Object point labels
--- --- ---

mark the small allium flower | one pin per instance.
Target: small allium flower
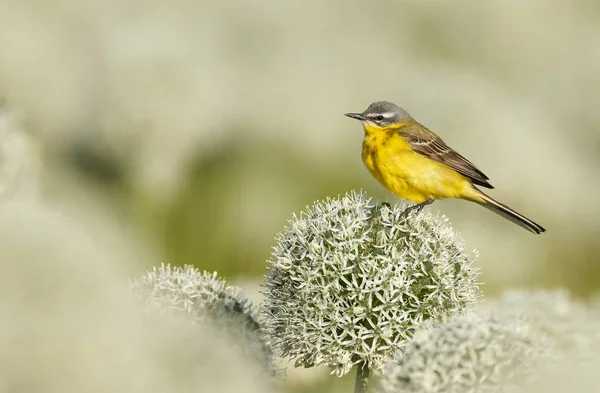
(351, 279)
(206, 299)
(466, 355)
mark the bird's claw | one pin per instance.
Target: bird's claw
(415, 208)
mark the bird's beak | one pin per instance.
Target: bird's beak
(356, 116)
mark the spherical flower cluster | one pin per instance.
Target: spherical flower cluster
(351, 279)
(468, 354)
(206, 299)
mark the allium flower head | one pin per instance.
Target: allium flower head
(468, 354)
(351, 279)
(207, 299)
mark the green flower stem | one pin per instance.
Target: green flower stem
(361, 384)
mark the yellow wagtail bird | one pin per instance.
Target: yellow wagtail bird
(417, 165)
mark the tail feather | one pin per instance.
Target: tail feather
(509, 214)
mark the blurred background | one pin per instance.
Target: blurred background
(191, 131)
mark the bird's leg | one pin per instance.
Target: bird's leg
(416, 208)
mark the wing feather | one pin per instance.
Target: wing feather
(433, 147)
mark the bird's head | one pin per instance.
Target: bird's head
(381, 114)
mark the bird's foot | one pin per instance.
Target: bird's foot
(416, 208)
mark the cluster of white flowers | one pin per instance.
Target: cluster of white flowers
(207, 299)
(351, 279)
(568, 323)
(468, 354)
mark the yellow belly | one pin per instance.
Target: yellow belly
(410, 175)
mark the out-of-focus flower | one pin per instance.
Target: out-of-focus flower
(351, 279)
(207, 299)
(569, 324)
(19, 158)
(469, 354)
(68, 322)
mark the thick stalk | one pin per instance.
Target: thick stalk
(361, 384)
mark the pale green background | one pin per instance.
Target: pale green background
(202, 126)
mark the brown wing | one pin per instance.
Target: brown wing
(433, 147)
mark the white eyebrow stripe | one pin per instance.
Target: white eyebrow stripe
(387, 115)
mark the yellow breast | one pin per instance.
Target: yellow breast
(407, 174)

--- --- ---

Exercise description
Produce an exact repeat of the lines from the one containing "mark the yellow belly | one pin per instance." through the last line of the data, and nothing more.

Solution to the exercise
mark the yellow belly | one pin per instance.
Target: yellow belly
(410, 175)
mark the out-of-focus flower | one pin per instance.
Target: out-of-focus flower
(351, 279)
(207, 299)
(569, 324)
(19, 158)
(469, 354)
(68, 322)
mark the thick stalk | one pin per instance.
Target: thick stalk
(361, 384)
mark the pale green background | one pin per instance.
Target: pale green background
(202, 126)
mark the brown wing | one pin per instance.
Target: brown wing
(433, 147)
mark the white eyebrow stripe | one pin per instance.
Target: white eyebrow stripe
(387, 115)
mark the yellow breast | one pin per instance.
Target: yellow breast
(407, 174)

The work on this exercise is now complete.